> _QUOTED PASSAGE_:
◇ ◇ ◇ ◇
The emerging US-Iran deal is sending fears down the local market that the cards are flipping, with Tehran winning influence over both Washington and the regional agenda, after two and a half years of Israel steadily weakening Iran and its proxies.
Israeli officials are bitterly opposed to the deal’s terms, which they criticize for resolving none of the war’s key goals — notably, eliminating Iran’s nuclear and ballistic missile programs, and creating the conditions for the fall of the regime.
The memorandum of understanding between the US and Iran also constrains Israeli action against Hezbollah in Lebanon, a fiat that Jerusalem has vowed to defy.
To many in Israel, the rhetoric coming out of Washington, Israel’s most important long-time ally, has been strikingly unsympathetic to the country’s concerns, placing them below a desire to get the global economy back on track.
◇ ◇ ◇ ◇
> _RECORD EXTRACTS_:
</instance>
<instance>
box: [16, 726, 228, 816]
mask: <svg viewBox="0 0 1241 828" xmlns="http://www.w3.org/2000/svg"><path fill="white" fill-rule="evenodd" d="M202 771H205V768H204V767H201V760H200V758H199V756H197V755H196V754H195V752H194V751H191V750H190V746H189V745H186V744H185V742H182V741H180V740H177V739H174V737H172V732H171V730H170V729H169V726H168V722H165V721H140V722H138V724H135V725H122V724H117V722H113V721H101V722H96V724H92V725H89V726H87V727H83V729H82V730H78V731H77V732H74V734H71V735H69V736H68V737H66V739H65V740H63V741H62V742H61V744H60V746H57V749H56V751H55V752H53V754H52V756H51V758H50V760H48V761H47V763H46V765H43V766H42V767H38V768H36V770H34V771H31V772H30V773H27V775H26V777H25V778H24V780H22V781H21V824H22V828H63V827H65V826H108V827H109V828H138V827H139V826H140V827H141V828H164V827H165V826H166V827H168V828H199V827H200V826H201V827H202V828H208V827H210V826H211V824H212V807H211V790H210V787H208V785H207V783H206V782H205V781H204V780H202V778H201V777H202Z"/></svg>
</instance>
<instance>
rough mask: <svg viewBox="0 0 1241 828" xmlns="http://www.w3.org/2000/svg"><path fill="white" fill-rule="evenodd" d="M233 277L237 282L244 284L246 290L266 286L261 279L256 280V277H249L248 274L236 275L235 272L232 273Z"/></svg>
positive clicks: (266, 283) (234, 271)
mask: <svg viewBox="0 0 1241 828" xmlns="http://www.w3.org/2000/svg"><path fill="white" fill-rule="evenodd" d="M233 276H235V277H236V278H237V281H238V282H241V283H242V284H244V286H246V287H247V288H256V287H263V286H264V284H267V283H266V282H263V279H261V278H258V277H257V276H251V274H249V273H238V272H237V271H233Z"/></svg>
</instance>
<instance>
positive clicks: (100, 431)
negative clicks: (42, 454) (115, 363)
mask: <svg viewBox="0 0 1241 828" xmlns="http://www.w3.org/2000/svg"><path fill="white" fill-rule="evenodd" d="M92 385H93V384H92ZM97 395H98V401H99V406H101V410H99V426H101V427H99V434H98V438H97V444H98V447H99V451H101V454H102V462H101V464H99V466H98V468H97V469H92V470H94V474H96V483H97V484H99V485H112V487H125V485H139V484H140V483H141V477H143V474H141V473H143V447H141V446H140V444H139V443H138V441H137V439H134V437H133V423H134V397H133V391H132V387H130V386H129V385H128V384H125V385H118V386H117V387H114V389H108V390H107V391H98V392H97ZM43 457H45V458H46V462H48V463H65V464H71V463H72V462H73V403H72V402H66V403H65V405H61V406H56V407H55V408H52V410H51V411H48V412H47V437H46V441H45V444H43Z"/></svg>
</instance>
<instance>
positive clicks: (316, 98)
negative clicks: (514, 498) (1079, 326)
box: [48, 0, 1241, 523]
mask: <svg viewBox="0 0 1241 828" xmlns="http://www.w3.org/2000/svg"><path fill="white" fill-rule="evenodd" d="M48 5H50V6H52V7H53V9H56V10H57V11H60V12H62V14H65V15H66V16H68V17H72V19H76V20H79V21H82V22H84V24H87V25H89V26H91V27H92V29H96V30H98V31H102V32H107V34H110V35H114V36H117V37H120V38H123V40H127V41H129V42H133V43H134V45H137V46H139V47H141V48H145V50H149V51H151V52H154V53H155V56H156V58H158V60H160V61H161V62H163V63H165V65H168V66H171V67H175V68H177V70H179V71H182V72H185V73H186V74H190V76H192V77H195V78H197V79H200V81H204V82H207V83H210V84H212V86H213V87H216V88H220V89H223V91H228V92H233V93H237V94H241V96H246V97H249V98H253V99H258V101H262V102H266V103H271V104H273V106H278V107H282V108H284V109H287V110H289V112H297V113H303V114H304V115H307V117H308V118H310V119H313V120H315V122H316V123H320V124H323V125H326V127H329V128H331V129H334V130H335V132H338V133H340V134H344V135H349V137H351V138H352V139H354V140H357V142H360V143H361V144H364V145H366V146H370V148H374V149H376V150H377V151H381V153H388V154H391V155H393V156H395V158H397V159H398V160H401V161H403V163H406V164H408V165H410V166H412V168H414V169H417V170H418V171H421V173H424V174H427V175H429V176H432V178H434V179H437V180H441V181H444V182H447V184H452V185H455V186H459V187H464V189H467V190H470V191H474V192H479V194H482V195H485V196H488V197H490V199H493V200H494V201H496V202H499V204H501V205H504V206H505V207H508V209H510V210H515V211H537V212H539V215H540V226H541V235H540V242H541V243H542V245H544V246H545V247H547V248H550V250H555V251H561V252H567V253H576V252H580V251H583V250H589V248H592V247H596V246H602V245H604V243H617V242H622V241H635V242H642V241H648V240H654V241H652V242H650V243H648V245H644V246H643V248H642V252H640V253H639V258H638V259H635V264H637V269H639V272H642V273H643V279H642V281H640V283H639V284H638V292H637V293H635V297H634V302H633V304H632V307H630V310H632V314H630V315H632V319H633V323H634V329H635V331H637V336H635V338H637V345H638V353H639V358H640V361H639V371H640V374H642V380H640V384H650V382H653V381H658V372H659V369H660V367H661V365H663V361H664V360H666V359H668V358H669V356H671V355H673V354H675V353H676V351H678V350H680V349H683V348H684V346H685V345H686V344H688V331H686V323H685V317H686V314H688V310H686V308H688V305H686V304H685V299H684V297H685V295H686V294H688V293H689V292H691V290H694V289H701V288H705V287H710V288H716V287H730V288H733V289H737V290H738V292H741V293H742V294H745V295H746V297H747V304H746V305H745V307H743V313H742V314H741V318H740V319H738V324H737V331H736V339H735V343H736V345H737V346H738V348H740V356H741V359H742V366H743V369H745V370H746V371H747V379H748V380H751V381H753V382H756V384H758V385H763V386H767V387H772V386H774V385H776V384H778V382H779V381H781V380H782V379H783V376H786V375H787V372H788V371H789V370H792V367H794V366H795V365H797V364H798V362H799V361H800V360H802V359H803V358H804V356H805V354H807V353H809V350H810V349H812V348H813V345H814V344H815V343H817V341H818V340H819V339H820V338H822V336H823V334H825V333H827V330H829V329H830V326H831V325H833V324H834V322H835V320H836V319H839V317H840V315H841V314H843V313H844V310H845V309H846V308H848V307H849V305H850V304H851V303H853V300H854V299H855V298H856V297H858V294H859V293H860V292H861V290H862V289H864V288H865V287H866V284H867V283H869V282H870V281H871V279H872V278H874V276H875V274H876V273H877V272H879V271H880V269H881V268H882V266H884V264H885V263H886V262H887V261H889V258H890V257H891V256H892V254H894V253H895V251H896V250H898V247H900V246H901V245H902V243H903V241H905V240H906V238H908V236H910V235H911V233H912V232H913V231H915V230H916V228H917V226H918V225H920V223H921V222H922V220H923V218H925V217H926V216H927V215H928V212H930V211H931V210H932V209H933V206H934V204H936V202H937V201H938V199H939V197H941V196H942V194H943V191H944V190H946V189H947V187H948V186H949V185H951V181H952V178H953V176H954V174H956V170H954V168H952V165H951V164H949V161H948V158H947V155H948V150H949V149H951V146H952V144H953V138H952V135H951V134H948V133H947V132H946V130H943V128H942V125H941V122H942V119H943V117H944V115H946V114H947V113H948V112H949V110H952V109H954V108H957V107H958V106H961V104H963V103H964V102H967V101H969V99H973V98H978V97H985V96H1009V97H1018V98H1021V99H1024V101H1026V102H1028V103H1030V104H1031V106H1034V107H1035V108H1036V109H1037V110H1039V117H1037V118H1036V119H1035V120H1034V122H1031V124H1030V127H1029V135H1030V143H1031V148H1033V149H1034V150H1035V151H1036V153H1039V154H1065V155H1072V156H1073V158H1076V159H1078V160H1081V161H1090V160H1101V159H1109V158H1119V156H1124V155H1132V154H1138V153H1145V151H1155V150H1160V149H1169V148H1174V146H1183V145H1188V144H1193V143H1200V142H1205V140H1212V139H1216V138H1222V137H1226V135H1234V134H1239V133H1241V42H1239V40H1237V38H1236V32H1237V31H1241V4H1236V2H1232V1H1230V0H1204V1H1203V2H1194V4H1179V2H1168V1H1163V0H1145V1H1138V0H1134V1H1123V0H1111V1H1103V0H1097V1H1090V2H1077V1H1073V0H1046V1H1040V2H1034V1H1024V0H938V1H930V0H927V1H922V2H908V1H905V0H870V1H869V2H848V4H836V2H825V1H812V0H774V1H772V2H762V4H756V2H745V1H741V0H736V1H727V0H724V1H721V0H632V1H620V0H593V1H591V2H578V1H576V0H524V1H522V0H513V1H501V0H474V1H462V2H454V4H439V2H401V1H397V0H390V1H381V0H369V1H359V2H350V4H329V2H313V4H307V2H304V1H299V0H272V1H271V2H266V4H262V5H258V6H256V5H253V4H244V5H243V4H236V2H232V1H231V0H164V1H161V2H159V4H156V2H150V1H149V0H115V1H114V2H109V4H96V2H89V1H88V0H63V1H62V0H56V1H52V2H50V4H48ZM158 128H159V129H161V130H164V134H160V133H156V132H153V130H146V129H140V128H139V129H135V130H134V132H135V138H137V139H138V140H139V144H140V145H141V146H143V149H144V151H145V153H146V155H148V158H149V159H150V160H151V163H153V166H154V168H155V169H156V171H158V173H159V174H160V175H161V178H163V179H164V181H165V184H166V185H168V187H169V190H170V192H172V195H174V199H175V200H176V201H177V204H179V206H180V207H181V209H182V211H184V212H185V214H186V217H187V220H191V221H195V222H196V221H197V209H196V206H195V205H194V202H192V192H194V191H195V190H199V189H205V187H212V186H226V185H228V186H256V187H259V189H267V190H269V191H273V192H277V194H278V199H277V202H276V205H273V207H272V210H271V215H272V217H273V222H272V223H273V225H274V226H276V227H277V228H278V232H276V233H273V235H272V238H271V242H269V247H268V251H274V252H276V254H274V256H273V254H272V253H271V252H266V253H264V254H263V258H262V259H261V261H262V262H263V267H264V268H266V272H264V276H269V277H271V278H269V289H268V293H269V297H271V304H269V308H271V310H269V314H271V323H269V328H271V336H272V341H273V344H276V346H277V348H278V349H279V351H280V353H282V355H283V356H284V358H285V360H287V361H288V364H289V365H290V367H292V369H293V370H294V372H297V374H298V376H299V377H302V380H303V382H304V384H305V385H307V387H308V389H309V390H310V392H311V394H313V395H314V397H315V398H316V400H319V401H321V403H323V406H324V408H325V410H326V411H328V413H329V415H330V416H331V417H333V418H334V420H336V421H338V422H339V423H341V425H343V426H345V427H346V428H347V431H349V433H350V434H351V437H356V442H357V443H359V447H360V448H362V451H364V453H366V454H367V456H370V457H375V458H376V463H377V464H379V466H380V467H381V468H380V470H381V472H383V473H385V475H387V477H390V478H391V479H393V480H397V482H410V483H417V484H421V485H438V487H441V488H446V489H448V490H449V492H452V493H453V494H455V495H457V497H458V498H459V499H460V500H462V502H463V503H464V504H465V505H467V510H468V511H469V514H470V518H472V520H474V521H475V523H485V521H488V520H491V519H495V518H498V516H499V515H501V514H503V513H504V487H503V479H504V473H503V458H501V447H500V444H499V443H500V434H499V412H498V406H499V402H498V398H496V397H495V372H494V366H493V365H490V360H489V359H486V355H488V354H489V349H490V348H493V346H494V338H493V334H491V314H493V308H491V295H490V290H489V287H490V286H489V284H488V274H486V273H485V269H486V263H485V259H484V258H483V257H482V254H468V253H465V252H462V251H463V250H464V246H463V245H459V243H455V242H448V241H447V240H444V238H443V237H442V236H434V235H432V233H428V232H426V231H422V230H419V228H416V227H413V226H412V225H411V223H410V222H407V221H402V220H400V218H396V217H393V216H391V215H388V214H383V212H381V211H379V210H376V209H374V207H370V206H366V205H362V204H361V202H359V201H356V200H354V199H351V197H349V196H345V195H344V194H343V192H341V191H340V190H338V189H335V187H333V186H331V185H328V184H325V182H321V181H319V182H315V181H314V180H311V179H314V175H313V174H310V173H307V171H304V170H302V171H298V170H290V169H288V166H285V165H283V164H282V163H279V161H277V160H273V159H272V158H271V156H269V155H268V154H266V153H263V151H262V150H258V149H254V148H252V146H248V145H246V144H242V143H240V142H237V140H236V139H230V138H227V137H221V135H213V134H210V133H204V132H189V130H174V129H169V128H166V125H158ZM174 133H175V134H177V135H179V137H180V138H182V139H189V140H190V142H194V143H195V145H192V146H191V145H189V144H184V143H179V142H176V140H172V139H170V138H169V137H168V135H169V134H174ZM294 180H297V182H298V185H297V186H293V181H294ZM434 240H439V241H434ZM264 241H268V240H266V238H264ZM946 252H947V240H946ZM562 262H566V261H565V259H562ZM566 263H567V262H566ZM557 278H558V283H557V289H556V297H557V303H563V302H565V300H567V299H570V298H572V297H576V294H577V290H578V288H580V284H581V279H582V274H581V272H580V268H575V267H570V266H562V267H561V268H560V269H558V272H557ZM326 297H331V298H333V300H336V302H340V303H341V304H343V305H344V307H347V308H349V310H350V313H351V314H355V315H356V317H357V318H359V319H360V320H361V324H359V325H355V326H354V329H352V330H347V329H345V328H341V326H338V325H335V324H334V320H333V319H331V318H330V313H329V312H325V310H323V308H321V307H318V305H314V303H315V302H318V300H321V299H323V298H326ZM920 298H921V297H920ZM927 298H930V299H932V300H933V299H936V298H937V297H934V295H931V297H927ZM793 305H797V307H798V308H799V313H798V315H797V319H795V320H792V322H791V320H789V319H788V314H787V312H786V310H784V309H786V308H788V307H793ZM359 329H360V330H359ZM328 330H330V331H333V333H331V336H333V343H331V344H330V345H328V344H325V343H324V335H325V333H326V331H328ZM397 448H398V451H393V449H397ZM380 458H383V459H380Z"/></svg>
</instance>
◇ ◇ ◇ ◇
> _WORK TO COMPLETE_:
(1) In the excerpt on the US-Iran deal, what action does the memorandum of understanding constrain?
(2) Quote the excerpt on the US-Iran deal starting at "The emerging US-Iran" and ending at "of the regime.".

> _PER-TASK OUTPUTS_:
(1) It constrains Israeli action against Hezbollah in Lebanon.

(2)
The emerging US-Iran deal is sending fears down the local market that the cards are flipping, with Tehran winning influence over both Washington and the regional agenda, after two and a half years of Israel steadily weakening Iran and its proxies.
Israeli officials are bitterly opposed to the deal’s terms, which they criticize for resolving none of the war’s key goals — notably, eliminating Iran’s nuclear and ballistic missile programs, and creating the conditions for the fall of the regime.